PROBLEM DETAILS: Select every line of the material below that contains the word "calm", and copy each one. Match case exactly.

PROVIDED ENTRIES:
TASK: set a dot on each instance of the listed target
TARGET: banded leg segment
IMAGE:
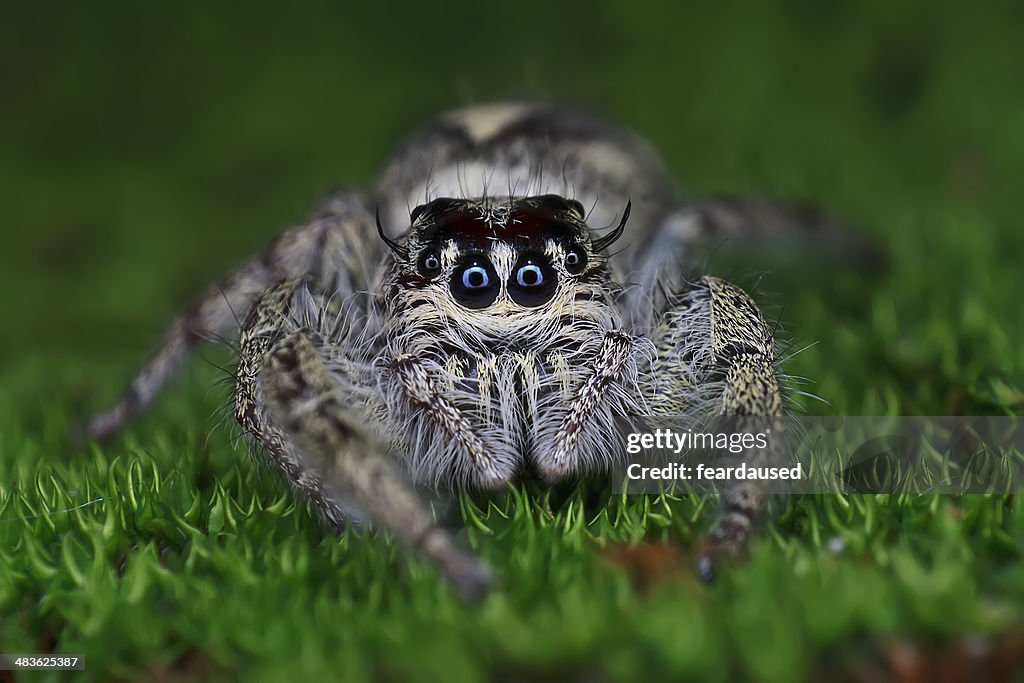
(302, 397)
(326, 244)
(267, 322)
(717, 356)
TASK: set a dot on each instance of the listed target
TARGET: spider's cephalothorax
(503, 305)
(496, 337)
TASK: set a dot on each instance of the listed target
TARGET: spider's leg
(477, 462)
(303, 398)
(692, 231)
(267, 322)
(583, 431)
(332, 245)
(717, 356)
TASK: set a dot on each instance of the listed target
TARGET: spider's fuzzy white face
(501, 267)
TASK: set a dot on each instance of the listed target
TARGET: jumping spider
(496, 337)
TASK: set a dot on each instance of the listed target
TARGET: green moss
(145, 154)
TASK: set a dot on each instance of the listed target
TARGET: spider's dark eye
(430, 264)
(576, 259)
(474, 284)
(534, 281)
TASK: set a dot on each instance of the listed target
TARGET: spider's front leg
(333, 246)
(297, 409)
(581, 424)
(717, 356)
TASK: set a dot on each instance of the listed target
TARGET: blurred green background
(145, 148)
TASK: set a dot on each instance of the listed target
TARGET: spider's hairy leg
(478, 463)
(302, 397)
(327, 246)
(718, 353)
(263, 326)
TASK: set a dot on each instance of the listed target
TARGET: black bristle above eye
(433, 208)
(559, 203)
(612, 237)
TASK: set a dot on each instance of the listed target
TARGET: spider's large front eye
(576, 259)
(429, 264)
(534, 281)
(474, 285)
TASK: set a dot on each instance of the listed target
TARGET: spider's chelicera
(465, 325)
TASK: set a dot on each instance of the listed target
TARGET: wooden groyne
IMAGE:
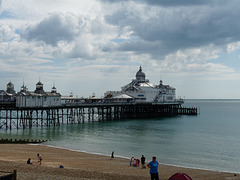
(5, 175)
(27, 117)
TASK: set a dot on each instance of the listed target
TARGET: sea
(209, 140)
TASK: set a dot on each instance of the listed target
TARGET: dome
(140, 76)
(39, 88)
(10, 84)
(39, 83)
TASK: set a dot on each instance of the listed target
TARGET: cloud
(168, 29)
(57, 27)
(168, 3)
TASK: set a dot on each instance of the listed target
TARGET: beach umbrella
(180, 176)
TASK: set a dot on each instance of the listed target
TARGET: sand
(79, 165)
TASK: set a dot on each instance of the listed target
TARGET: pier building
(9, 94)
(141, 90)
(38, 98)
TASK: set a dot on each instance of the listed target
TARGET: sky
(95, 46)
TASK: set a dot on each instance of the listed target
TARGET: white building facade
(141, 90)
(38, 98)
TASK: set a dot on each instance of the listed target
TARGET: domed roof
(140, 75)
(10, 84)
(39, 83)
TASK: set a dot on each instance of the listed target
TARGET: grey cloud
(57, 27)
(170, 29)
(170, 2)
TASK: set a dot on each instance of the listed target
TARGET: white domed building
(141, 90)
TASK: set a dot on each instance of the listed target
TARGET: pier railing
(27, 117)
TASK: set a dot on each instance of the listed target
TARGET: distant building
(9, 94)
(38, 98)
(141, 90)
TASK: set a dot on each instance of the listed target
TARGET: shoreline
(83, 165)
(127, 158)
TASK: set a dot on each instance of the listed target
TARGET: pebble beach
(80, 165)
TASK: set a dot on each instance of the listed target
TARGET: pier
(27, 117)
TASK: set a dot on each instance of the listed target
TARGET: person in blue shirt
(153, 165)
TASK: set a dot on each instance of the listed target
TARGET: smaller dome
(39, 83)
(10, 84)
(140, 75)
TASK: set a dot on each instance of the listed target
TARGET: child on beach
(29, 161)
(39, 159)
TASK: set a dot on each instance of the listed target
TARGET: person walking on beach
(39, 159)
(29, 161)
(143, 161)
(153, 165)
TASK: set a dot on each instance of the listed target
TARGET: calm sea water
(210, 140)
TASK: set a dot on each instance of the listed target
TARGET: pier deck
(27, 117)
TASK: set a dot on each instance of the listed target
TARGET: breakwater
(27, 117)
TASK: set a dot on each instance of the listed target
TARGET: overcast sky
(93, 46)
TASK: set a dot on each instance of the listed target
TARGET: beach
(80, 165)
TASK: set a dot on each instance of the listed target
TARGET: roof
(122, 96)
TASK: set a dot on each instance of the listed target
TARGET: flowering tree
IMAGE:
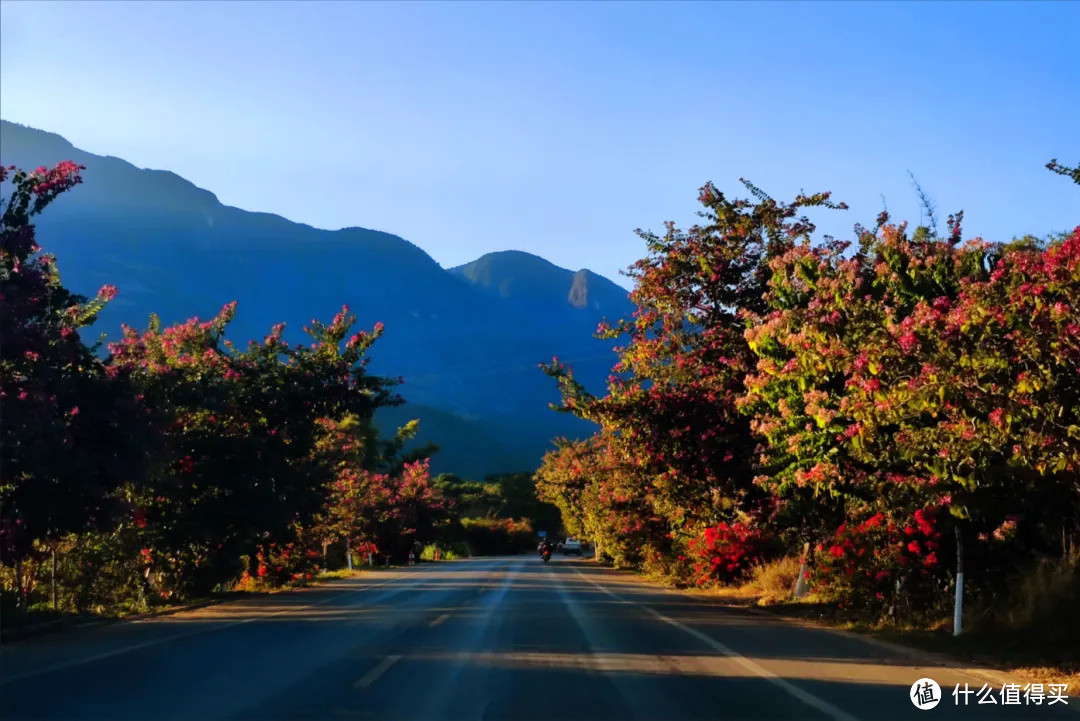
(670, 412)
(69, 436)
(240, 431)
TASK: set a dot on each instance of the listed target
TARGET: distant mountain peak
(522, 275)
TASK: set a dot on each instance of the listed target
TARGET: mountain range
(468, 340)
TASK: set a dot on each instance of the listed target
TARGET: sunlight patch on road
(379, 669)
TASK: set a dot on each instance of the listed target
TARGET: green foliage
(496, 536)
(180, 464)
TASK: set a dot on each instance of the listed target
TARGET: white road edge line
(379, 669)
(175, 637)
(805, 696)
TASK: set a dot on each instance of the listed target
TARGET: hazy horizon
(558, 128)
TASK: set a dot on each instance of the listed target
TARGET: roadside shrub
(774, 581)
(493, 536)
(725, 553)
(447, 552)
(880, 565)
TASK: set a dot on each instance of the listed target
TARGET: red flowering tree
(240, 432)
(670, 411)
(69, 435)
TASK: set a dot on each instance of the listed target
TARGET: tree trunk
(52, 579)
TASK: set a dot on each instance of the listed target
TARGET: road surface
(494, 639)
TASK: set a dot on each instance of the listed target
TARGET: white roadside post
(958, 607)
(801, 587)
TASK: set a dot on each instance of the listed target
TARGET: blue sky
(559, 127)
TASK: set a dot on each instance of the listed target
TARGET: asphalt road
(480, 640)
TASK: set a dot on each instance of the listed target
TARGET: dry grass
(1031, 634)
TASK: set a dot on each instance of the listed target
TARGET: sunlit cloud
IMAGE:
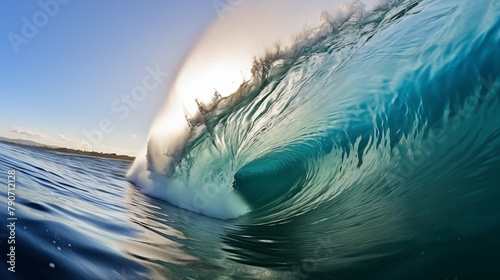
(28, 132)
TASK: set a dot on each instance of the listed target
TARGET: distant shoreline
(74, 152)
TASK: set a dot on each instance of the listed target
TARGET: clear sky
(63, 76)
(93, 74)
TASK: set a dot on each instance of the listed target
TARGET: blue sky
(94, 74)
(84, 56)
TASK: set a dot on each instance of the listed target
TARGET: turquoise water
(370, 150)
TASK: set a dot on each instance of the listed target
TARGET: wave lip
(333, 112)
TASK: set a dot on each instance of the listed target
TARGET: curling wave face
(369, 110)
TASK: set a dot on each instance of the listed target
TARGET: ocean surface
(370, 149)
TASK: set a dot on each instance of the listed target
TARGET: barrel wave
(372, 120)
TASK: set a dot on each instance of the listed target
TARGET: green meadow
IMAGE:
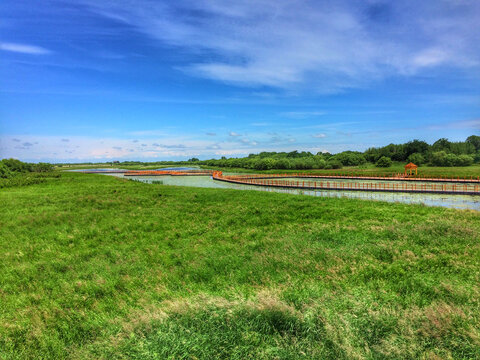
(93, 266)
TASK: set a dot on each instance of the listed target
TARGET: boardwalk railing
(385, 177)
(434, 188)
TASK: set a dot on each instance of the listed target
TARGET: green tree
(475, 141)
(384, 161)
(416, 158)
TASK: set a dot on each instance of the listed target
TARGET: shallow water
(450, 201)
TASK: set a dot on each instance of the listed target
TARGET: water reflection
(451, 201)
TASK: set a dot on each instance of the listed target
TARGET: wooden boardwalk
(432, 187)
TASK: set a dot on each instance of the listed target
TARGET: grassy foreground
(98, 267)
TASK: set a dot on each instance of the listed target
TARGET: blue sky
(86, 80)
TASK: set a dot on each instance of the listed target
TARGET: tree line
(441, 153)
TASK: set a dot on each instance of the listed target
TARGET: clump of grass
(101, 267)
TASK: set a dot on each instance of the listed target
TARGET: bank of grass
(100, 267)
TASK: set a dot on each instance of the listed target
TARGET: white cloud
(323, 46)
(302, 114)
(24, 48)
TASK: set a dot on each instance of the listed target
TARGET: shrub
(464, 160)
(334, 164)
(384, 161)
(417, 159)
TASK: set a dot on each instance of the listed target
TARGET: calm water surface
(451, 201)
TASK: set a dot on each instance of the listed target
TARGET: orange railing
(273, 181)
(386, 177)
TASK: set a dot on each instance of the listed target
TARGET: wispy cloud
(302, 114)
(24, 48)
(324, 46)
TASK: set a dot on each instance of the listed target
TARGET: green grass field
(94, 266)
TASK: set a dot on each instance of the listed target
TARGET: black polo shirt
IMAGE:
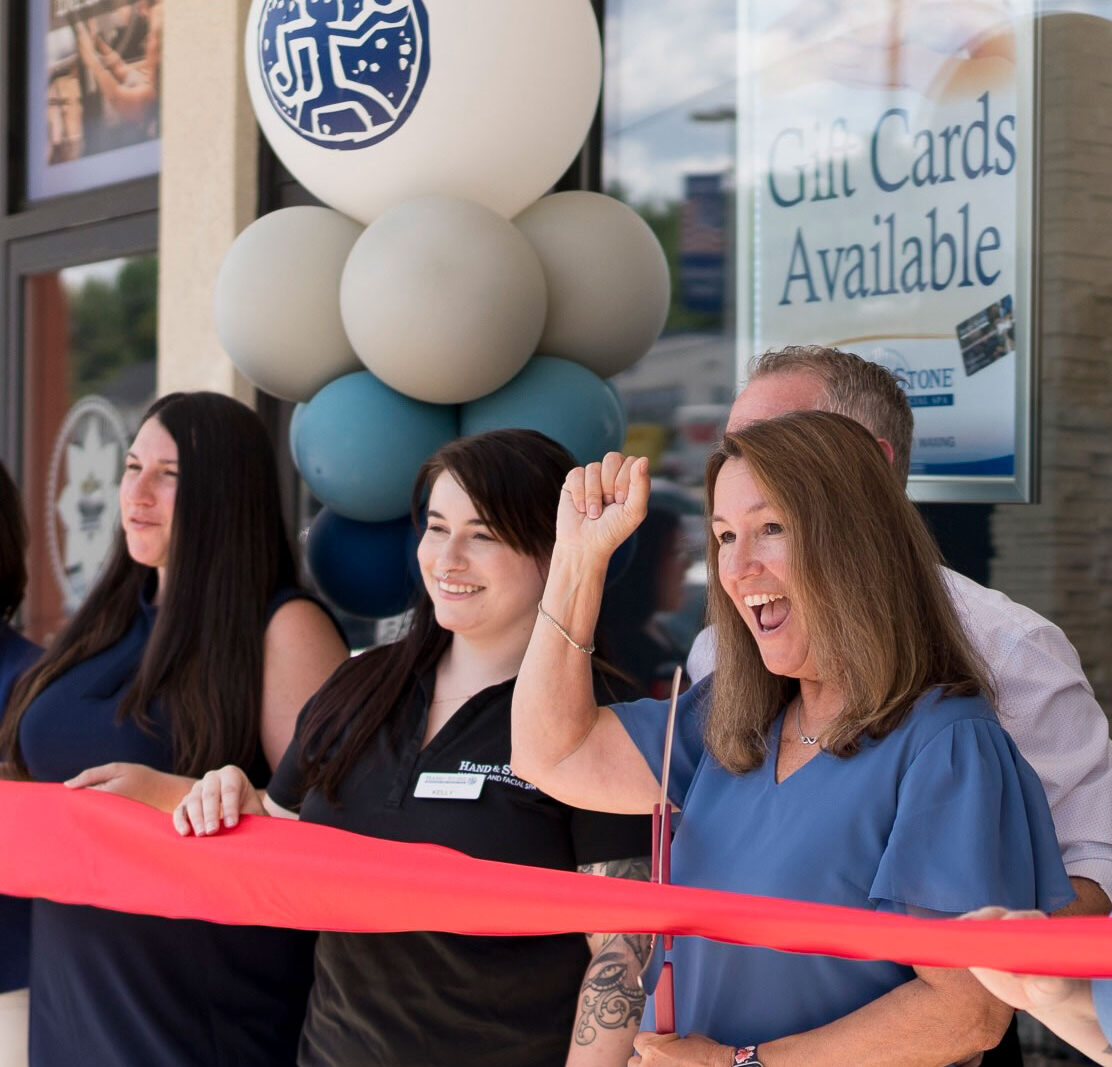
(427, 998)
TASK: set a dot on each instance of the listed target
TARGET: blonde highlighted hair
(864, 574)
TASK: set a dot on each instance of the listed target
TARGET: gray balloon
(277, 300)
(608, 285)
(443, 299)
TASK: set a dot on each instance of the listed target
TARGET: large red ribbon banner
(87, 847)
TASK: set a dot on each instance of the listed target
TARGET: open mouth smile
(456, 589)
(770, 609)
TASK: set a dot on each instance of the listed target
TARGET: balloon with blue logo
(358, 445)
(361, 567)
(369, 102)
(565, 400)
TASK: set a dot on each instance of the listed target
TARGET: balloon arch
(440, 291)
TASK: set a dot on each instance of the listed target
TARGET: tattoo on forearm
(611, 997)
(635, 868)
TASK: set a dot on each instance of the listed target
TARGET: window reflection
(669, 152)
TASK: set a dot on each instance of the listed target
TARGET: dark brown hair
(229, 554)
(12, 547)
(514, 480)
(865, 575)
(857, 388)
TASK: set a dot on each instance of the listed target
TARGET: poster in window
(892, 177)
(95, 75)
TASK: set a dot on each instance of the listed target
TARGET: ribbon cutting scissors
(664, 995)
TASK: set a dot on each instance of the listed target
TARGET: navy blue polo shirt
(17, 654)
(131, 990)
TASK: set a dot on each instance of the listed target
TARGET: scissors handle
(664, 1001)
(661, 870)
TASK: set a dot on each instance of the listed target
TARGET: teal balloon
(358, 445)
(556, 397)
(295, 419)
(361, 568)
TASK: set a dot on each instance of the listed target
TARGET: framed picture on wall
(92, 95)
(889, 152)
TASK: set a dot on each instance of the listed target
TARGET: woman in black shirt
(410, 741)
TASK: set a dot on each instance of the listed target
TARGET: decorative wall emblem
(82, 495)
(344, 73)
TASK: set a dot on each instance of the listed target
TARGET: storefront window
(90, 351)
(669, 152)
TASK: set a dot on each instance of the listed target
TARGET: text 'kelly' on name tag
(448, 787)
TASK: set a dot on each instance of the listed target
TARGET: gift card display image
(988, 336)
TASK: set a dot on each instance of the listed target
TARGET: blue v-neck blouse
(943, 815)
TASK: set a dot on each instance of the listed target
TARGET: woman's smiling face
(755, 571)
(147, 494)
(479, 586)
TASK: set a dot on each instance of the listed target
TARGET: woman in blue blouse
(195, 646)
(843, 754)
(17, 654)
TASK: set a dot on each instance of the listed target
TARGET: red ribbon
(88, 847)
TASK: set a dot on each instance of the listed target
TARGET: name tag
(448, 787)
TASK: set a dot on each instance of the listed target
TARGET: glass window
(669, 151)
(89, 375)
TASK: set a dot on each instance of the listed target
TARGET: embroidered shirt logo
(495, 773)
(344, 73)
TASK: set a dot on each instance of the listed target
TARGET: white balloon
(443, 299)
(371, 103)
(608, 285)
(277, 300)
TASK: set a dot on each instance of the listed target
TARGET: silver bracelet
(567, 637)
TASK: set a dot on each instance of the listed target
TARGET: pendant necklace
(804, 738)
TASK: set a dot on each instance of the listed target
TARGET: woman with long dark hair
(410, 743)
(17, 655)
(196, 646)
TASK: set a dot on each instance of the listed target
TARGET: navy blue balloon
(361, 567)
(359, 444)
(556, 397)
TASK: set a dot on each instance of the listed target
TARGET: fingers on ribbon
(200, 813)
(993, 911)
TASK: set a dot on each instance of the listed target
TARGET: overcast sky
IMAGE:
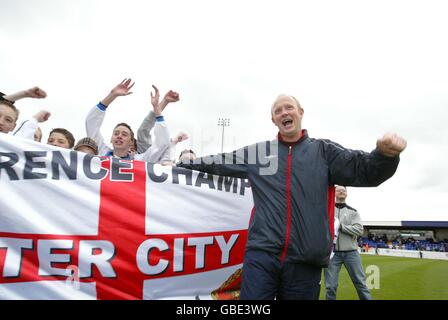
(359, 69)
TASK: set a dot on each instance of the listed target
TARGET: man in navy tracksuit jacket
(292, 177)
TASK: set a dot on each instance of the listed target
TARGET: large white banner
(73, 226)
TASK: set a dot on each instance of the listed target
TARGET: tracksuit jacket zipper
(288, 205)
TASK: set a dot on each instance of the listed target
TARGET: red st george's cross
(122, 215)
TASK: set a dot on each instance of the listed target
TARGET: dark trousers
(266, 278)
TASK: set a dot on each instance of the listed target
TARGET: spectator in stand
(122, 136)
(144, 140)
(62, 138)
(9, 114)
(86, 145)
(346, 251)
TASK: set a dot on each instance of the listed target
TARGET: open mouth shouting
(287, 123)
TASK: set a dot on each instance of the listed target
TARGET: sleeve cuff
(101, 106)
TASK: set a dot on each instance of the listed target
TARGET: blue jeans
(352, 263)
(265, 277)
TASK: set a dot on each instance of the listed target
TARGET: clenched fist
(391, 145)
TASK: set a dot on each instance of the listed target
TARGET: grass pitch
(399, 279)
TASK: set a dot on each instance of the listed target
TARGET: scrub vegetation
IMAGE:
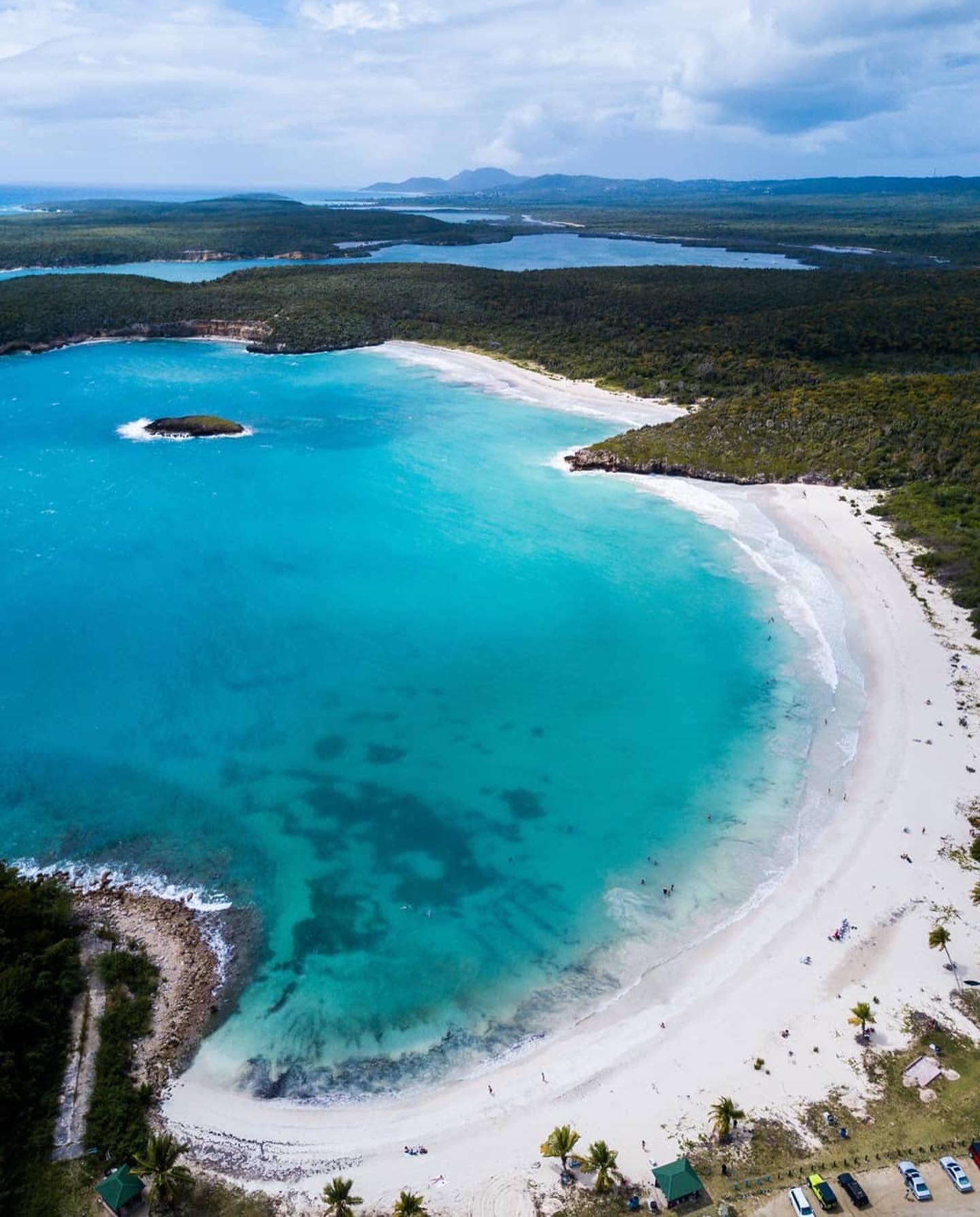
(39, 977)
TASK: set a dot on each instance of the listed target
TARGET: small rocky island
(194, 426)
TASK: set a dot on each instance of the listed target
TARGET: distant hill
(466, 183)
(581, 188)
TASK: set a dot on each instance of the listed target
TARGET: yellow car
(823, 1192)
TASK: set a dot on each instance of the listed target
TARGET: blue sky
(340, 93)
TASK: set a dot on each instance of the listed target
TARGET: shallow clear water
(540, 253)
(381, 670)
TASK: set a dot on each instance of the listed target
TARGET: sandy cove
(649, 1065)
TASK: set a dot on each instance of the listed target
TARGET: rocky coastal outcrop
(617, 463)
(194, 426)
(190, 973)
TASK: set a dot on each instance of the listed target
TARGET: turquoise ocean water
(385, 673)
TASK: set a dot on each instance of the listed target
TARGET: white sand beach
(649, 1065)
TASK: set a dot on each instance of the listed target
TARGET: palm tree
(940, 937)
(602, 1163)
(862, 1016)
(336, 1195)
(409, 1205)
(726, 1116)
(560, 1143)
(159, 1164)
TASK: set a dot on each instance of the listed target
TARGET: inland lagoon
(544, 251)
(448, 718)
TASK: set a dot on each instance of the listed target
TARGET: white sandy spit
(542, 389)
(647, 1067)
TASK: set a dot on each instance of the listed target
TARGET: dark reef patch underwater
(426, 715)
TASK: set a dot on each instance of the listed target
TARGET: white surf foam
(137, 431)
(507, 380)
(88, 878)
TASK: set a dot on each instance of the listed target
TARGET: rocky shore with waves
(203, 956)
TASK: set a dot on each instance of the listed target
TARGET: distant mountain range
(558, 186)
(467, 183)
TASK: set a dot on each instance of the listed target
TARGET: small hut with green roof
(120, 1190)
(679, 1182)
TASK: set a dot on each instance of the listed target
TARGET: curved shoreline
(617, 1073)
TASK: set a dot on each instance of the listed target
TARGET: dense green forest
(39, 976)
(117, 1124)
(112, 231)
(864, 378)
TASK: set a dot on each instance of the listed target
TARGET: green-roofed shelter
(120, 1189)
(677, 1181)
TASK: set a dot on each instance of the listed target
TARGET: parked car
(800, 1204)
(956, 1173)
(915, 1182)
(823, 1192)
(858, 1194)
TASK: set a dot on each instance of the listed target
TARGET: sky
(342, 93)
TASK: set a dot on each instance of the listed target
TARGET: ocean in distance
(386, 673)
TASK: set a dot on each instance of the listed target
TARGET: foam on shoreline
(508, 380)
(91, 878)
(137, 429)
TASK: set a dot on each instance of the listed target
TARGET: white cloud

EXPECTED ANSWER:
TARGET: calm sea water
TARGET: calm water surface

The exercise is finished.